## EXTRACTED MATERIAL
************
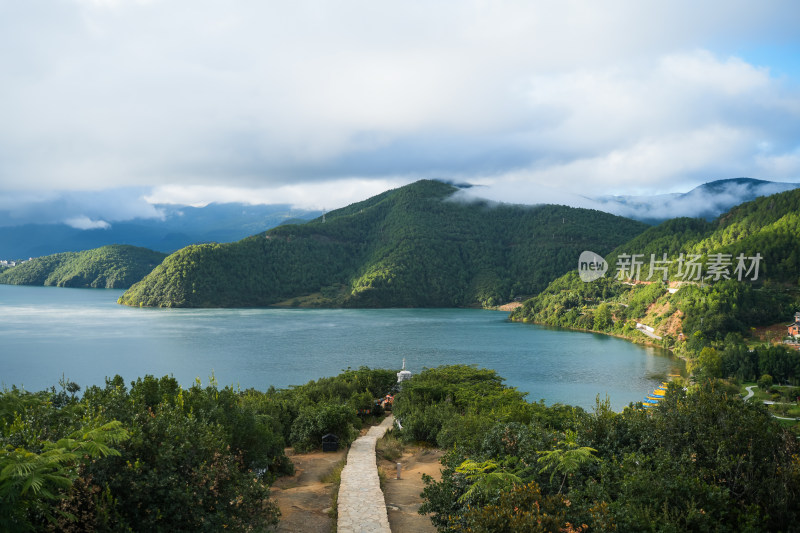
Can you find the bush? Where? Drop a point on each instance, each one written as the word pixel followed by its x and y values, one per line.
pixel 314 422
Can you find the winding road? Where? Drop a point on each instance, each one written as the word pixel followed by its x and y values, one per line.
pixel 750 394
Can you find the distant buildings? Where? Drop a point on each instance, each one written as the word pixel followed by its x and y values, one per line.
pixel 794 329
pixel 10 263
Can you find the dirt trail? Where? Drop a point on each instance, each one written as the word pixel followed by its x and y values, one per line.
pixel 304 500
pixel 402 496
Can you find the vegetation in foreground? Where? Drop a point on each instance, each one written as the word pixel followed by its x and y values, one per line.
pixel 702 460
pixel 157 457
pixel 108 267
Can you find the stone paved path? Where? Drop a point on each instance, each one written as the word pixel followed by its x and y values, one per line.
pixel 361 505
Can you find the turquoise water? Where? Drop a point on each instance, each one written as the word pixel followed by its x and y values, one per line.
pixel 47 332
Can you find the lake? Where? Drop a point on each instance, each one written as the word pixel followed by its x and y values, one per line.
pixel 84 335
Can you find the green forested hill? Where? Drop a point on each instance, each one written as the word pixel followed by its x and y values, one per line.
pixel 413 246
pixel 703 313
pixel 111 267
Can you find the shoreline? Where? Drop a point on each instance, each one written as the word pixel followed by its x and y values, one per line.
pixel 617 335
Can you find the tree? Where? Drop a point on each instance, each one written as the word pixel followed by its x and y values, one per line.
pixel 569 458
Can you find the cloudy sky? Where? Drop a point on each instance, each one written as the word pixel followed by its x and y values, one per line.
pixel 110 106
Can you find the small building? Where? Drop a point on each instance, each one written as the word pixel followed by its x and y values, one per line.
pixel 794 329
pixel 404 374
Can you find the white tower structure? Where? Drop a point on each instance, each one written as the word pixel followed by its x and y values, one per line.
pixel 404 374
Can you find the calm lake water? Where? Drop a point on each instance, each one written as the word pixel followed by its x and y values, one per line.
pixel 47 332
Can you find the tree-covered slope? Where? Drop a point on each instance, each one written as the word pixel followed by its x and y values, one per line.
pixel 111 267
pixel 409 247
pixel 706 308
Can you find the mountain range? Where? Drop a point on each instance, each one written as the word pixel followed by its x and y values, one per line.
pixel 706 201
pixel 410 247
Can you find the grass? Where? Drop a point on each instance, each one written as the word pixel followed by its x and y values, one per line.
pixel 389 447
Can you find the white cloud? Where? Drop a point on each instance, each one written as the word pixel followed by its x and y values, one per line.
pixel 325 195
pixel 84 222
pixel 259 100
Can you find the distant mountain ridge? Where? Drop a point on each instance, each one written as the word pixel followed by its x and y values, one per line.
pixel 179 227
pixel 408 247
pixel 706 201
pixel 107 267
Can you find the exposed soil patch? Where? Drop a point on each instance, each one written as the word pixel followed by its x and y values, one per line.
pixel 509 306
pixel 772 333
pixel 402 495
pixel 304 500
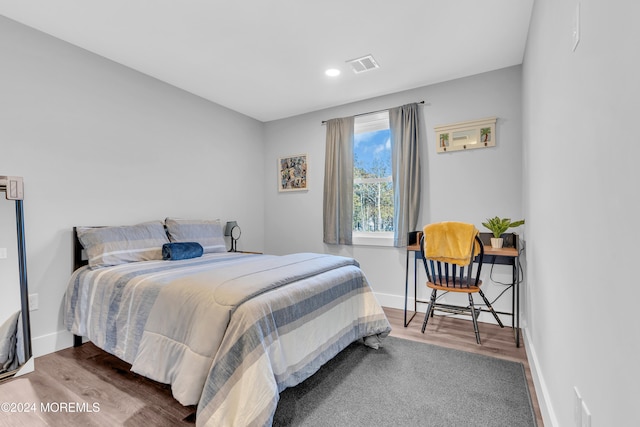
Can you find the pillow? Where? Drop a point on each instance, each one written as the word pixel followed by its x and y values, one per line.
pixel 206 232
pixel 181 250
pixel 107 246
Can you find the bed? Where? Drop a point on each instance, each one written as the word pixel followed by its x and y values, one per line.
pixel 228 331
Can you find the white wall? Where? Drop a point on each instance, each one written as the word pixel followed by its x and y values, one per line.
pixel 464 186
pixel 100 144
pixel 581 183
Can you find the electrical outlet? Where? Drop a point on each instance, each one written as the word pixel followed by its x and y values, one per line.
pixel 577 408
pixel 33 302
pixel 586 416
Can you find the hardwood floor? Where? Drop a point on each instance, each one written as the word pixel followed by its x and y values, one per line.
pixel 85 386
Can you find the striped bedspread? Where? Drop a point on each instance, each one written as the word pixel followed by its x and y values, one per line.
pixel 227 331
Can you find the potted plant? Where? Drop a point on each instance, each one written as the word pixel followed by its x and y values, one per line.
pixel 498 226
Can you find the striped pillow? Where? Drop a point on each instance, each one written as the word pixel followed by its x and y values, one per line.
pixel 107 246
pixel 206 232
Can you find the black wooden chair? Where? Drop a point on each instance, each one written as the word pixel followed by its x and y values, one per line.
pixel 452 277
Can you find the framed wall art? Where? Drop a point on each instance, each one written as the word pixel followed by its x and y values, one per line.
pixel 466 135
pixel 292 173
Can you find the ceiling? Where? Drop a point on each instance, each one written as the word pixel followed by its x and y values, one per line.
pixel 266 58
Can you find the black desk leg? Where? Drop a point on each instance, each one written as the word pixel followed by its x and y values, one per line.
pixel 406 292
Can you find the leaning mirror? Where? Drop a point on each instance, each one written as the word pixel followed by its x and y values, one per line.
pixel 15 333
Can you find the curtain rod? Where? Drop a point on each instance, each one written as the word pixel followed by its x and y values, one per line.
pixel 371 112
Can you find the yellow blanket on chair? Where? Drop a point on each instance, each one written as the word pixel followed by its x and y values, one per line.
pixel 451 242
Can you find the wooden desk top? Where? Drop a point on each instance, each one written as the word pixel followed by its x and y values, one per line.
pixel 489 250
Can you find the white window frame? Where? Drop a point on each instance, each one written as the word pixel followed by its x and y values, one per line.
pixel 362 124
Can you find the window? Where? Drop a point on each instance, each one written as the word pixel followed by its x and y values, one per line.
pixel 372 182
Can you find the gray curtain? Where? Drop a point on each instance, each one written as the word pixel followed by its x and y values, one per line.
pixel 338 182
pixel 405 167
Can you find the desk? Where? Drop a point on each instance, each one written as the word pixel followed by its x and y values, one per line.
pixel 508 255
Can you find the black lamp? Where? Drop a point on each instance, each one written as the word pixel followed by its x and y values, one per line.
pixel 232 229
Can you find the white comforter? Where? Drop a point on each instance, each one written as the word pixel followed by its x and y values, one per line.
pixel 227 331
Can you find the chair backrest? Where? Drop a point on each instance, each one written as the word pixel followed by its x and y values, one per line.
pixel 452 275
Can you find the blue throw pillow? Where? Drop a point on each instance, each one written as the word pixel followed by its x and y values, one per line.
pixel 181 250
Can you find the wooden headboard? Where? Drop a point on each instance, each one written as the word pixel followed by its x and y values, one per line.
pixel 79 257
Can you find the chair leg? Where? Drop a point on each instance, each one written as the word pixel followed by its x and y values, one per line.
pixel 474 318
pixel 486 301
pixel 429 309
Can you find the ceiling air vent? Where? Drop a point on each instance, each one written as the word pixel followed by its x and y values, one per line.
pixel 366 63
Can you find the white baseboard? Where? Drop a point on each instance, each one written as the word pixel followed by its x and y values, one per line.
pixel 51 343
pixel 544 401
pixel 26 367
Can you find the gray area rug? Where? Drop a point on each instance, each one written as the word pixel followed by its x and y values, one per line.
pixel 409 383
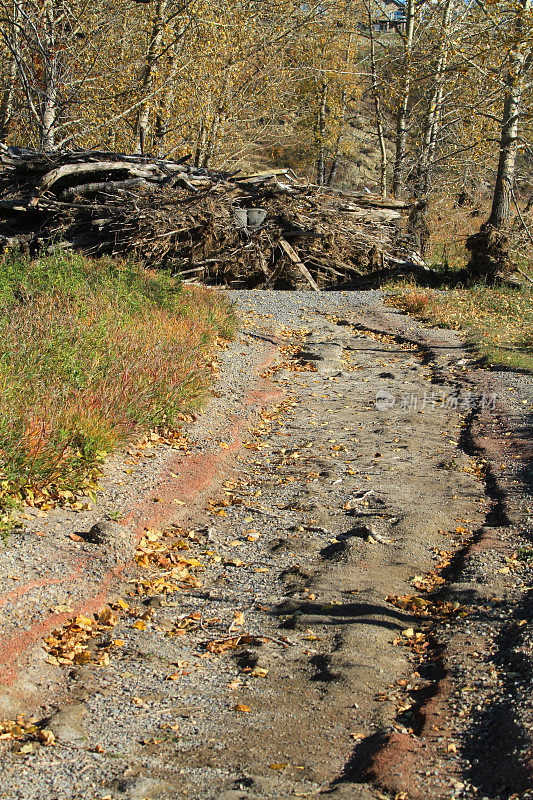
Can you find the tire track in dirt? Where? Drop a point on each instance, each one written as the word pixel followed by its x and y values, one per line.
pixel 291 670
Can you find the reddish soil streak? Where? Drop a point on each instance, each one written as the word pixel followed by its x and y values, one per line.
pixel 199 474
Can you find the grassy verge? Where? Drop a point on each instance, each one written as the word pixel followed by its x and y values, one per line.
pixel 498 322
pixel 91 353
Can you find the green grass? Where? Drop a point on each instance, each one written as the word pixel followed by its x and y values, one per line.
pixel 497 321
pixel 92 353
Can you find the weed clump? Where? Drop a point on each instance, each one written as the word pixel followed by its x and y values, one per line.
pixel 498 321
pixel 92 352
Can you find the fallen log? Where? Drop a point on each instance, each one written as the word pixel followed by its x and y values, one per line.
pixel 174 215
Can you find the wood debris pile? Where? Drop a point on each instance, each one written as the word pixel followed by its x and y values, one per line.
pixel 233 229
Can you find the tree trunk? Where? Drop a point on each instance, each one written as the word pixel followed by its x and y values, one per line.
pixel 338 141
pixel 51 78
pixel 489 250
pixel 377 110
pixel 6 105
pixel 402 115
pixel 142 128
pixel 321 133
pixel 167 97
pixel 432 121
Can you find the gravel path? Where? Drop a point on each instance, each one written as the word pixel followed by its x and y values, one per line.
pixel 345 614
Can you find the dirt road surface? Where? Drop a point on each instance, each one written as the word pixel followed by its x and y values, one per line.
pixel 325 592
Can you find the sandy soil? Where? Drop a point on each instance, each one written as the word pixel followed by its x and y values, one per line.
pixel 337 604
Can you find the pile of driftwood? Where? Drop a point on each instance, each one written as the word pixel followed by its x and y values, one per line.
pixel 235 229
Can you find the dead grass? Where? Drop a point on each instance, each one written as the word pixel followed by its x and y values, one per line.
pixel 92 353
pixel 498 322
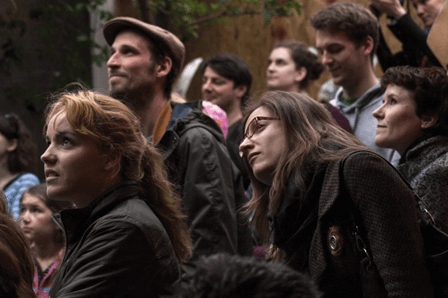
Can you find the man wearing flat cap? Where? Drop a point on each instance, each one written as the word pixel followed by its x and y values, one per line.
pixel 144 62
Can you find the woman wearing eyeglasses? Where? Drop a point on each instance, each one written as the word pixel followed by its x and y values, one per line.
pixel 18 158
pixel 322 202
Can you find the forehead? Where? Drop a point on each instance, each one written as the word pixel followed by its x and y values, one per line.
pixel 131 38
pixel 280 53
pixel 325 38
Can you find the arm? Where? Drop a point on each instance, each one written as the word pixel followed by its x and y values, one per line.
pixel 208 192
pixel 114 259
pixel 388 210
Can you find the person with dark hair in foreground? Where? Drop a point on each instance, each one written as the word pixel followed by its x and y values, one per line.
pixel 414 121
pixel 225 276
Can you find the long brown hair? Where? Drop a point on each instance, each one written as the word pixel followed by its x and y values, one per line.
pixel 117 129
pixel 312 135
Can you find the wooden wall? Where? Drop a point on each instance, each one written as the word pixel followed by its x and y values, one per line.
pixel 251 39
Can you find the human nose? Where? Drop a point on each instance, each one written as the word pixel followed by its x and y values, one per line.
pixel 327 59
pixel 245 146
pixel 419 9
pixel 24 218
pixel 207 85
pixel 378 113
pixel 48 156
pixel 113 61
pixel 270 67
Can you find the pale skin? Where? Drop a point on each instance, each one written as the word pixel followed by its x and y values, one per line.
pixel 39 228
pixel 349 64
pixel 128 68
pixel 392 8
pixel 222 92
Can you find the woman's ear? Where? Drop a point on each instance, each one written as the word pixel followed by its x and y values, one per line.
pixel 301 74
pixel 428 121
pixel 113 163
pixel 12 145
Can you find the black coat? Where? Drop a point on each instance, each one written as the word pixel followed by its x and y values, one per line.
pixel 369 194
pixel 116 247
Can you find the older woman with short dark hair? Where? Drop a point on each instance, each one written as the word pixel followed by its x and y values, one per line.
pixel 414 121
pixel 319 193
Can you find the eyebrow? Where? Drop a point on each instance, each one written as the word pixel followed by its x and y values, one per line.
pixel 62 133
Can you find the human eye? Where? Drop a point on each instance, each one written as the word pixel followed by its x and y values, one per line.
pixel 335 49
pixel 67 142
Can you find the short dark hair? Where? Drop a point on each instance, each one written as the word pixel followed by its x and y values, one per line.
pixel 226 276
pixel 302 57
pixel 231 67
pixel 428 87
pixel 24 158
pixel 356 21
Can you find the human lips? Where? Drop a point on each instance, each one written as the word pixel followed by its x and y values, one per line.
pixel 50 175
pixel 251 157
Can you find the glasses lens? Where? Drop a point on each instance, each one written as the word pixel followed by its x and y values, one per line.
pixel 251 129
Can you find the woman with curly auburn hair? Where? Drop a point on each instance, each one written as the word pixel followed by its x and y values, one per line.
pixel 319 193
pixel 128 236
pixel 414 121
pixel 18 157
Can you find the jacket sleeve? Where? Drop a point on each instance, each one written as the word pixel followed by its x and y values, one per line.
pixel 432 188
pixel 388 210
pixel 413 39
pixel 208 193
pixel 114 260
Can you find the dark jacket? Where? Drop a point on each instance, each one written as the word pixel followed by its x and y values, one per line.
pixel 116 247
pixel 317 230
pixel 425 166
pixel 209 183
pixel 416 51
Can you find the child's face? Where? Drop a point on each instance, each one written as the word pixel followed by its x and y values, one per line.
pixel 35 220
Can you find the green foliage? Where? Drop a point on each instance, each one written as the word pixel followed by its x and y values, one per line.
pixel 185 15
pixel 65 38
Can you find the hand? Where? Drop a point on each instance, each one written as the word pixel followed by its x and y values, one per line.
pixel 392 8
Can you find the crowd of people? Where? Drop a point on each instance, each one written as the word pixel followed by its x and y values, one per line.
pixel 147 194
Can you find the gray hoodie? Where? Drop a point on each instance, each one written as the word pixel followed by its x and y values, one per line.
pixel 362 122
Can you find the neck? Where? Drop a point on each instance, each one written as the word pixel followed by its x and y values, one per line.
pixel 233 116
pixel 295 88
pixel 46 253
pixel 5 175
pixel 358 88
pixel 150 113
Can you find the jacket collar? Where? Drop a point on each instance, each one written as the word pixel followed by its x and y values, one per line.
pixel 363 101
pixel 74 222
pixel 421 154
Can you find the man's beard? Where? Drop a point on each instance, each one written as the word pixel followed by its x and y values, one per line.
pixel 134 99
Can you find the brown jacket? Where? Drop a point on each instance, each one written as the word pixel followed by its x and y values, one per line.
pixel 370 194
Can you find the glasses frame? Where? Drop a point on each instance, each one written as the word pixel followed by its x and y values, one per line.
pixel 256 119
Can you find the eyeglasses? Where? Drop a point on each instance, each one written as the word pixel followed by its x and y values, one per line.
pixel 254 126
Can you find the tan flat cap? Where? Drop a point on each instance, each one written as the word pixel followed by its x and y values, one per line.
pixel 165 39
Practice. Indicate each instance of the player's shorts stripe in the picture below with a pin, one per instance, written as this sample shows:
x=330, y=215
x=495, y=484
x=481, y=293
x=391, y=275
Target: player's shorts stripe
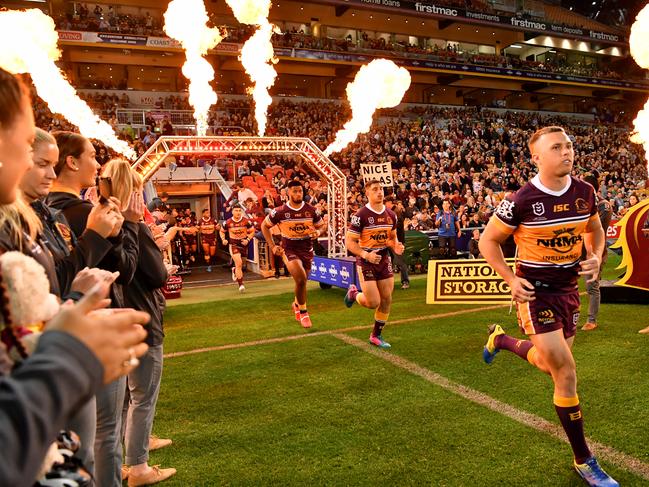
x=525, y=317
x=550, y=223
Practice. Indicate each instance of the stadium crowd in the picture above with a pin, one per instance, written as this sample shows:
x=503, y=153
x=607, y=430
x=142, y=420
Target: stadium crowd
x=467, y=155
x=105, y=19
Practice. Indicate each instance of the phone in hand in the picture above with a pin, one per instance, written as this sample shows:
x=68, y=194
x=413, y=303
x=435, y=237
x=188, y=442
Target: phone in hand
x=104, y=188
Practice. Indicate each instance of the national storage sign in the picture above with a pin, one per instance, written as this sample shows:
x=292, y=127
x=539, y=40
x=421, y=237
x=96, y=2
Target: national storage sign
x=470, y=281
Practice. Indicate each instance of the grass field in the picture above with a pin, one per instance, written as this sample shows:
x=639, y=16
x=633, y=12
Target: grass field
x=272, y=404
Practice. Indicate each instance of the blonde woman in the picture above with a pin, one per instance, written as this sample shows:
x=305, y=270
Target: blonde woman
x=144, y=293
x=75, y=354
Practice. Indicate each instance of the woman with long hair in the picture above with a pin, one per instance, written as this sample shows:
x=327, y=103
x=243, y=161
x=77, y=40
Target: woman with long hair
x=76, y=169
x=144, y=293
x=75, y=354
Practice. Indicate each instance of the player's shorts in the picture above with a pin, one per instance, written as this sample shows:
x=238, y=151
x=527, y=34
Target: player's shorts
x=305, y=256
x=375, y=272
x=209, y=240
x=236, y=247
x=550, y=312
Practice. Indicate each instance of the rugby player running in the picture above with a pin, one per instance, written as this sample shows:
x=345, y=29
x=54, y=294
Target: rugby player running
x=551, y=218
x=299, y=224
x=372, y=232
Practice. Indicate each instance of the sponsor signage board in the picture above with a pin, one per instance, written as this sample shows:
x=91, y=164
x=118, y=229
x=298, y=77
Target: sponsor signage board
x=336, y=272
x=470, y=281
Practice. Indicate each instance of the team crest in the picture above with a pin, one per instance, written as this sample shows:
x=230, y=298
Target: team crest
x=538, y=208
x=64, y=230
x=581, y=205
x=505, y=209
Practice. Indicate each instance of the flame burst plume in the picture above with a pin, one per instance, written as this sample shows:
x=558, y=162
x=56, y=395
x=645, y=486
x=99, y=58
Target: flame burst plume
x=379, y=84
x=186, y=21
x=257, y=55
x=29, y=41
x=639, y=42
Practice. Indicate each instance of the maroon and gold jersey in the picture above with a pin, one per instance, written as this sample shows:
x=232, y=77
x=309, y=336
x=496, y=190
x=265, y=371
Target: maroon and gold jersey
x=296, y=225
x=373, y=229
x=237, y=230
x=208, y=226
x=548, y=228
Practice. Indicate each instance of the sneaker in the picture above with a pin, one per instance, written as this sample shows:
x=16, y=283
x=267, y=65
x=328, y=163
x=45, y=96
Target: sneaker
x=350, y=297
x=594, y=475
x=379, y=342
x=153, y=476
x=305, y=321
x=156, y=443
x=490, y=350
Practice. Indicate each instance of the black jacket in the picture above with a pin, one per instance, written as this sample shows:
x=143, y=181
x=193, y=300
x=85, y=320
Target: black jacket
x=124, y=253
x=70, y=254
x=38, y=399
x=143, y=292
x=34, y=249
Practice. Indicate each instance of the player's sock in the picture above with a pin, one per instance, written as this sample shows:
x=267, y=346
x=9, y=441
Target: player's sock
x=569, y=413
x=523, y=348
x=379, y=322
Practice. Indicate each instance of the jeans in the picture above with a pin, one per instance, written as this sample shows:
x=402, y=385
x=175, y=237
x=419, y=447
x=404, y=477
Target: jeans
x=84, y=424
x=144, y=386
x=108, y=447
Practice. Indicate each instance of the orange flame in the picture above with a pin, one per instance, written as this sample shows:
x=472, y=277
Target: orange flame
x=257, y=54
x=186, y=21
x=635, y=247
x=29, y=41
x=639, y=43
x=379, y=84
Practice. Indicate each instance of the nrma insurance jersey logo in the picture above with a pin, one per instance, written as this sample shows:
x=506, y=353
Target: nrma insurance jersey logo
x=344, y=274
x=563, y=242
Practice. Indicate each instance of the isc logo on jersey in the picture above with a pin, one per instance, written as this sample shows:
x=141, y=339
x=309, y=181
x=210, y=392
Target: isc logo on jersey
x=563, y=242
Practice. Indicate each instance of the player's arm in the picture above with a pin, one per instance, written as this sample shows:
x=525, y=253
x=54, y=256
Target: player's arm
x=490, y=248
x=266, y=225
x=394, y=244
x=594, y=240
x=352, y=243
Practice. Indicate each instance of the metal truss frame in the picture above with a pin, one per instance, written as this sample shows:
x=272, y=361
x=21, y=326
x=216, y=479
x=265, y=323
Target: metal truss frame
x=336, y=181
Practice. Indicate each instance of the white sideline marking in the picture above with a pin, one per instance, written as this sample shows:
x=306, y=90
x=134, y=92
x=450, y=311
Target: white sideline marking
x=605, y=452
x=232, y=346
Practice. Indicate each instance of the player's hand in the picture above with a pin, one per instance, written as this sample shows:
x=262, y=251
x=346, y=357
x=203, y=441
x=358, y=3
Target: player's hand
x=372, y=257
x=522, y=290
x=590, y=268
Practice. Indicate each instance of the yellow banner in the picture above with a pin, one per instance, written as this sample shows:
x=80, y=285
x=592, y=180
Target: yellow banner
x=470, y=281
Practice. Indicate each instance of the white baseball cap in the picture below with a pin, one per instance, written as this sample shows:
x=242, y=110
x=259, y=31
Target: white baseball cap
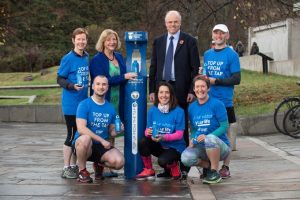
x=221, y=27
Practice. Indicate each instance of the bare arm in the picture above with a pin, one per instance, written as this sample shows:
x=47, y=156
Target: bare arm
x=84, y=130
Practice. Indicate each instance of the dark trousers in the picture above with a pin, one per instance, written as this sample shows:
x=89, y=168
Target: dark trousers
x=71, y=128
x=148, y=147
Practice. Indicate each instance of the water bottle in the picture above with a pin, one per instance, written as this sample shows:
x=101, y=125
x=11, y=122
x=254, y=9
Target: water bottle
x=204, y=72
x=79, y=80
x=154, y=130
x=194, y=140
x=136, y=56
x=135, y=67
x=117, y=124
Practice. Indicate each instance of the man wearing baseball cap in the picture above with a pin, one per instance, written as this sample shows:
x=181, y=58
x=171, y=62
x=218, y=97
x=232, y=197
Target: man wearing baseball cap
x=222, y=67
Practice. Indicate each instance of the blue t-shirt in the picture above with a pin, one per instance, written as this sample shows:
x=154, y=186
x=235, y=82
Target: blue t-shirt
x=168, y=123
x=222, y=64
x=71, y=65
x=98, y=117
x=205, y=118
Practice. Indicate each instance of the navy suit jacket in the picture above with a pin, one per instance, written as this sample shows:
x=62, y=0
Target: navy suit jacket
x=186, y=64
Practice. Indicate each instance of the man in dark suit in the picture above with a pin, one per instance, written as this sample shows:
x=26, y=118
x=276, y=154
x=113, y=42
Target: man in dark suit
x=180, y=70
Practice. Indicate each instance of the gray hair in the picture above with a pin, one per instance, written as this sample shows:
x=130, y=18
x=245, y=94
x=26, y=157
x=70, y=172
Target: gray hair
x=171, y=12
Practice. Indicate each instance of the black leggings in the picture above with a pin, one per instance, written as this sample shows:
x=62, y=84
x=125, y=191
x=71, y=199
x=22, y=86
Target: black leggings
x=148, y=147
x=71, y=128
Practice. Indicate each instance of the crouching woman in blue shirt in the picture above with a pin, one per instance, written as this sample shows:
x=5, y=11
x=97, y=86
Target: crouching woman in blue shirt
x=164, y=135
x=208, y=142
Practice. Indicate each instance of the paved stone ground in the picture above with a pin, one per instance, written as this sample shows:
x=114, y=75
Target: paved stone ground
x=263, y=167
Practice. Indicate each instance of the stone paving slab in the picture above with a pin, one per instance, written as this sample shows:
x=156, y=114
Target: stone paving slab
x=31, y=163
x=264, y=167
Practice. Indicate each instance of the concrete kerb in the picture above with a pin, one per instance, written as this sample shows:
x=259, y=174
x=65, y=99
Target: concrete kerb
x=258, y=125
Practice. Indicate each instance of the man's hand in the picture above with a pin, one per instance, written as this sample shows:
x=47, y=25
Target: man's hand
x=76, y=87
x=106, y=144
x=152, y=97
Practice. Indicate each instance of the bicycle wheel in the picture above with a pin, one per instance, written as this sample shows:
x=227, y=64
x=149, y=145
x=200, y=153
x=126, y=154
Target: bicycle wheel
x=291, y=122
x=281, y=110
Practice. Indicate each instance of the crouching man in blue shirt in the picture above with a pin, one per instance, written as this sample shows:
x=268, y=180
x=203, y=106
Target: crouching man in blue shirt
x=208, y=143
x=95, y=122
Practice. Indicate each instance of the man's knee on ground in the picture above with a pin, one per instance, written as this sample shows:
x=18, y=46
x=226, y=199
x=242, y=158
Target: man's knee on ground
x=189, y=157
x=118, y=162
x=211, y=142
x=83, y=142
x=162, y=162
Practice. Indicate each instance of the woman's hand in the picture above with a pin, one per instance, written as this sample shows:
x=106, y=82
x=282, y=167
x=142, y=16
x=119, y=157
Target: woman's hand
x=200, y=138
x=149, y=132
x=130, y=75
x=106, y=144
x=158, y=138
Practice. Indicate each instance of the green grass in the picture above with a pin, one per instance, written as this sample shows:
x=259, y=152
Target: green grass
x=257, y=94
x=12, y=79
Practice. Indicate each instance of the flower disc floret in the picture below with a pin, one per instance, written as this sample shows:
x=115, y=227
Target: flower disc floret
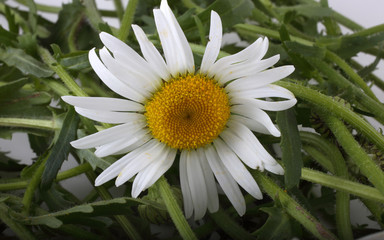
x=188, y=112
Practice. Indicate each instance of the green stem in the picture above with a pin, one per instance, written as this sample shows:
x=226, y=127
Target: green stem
************
## PROBLEM TO WORK ON
Among the lines of the data, which ones contain the word "stem"? Show them.

## EXERCISE OUTPUT
Practice. Indicate each instance of the green stem in the picture above with a pin, one per instance, written as this sample shows:
Target: green stem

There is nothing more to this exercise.